▶ **Requirements**: Put every line of the records below into a numbered list, skipping blank lines, and leave the pictures out.

• • •

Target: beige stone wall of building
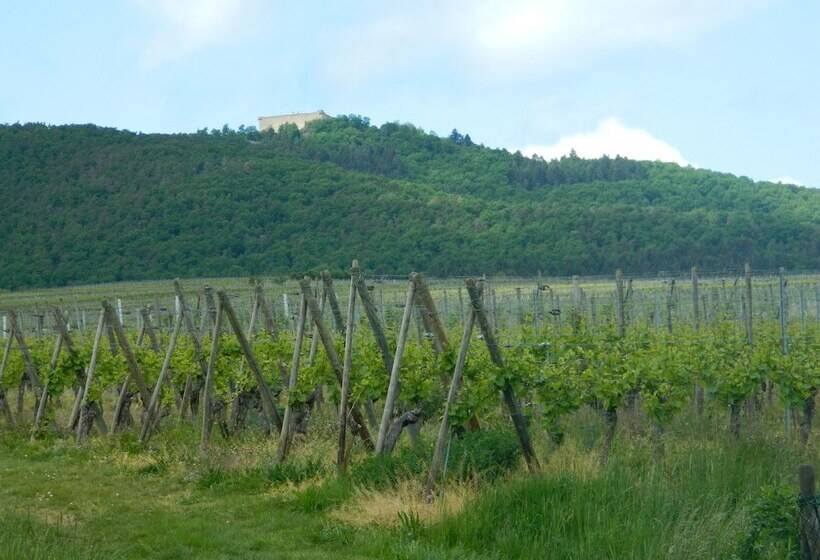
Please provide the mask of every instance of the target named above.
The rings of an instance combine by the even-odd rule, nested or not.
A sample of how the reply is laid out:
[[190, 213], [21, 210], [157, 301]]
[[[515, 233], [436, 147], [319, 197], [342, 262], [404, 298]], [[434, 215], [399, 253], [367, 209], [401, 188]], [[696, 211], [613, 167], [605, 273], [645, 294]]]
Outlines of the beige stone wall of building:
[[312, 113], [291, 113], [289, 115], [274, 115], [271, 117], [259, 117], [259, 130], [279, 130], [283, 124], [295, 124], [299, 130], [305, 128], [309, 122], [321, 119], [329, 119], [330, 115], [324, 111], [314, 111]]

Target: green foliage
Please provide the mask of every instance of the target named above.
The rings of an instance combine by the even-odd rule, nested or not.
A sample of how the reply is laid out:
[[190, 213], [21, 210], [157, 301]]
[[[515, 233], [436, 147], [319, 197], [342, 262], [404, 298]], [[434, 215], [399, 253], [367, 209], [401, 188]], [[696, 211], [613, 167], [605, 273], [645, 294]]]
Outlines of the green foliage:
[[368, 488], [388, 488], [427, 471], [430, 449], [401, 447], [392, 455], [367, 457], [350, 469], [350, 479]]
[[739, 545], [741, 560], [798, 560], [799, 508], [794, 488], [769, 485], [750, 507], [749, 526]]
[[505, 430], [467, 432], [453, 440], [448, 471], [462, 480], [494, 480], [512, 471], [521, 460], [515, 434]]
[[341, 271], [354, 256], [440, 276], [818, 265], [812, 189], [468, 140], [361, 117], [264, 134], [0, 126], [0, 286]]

• • •

▶ **Correct response**:
1. Target: beige stone wall of building
2. Please provide the mask of every instance of the target named above.
3. The rings of an instance combine by the even-odd rule, nested or not.
4. A sample of how the reply is laid out:
5. [[190, 213], [21, 210], [157, 301]]
6. [[[515, 233], [436, 147], [319, 197], [342, 262], [404, 298]], [[434, 215], [399, 253], [367, 209], [401, 188]], [[696, 211], [613, 167], [605, 273], [645, 294]]]
7. Outlines of the beige stone wall of building:
8. [[312, 113], [291, 113], [289, 115], [274, 115], [271, 117], [259, 117], [259, 130], [279, 130], [283, 124], [295, 124], [299, 130], [305, 128], [309, 122], [321, 119], [329, 119], [330, 115], [324, 111], [314, 111]]
9. Target: green foliage
10. Please provide the mask of every instance of the target named above.
11. The rings of an instance combine by the even-odd rule, nested or not.
12. A sample of how the reply is laid out:
13. [[190, 213], [21, 210], [157, 301]]
14. [[[515, 233], [436, 147], [319, 197], [342, 262], [404, 298]], [[434, 215], [399, 253], [367, 209], [401, 188]], [[696, 211], [613, 167], [605, 273], [645, 294]]]
15. Outlines of the green foliage:
16. [[368, 488], [388, 488], [427, 471], [430, 449], [401, 447], [392, 455], [367, 457], [350, 469], [350, 479]]
17. [[739, 545], [741, 560], [798, 560], [799, 508], [794, 488], [769, 485], [750, 507], [749, 526]]
18. [[505, 430], [467, 432], [453, 440], [448, 471], [462, 480], [494, 480], [512, 471], [521, 460], [515, 434]]
19. [[341, 271], [354, 256], [440, 276], [818, 265], [812, 189], [468, 140], [361, 117], [264, 134], [0, 126], [0, 286]]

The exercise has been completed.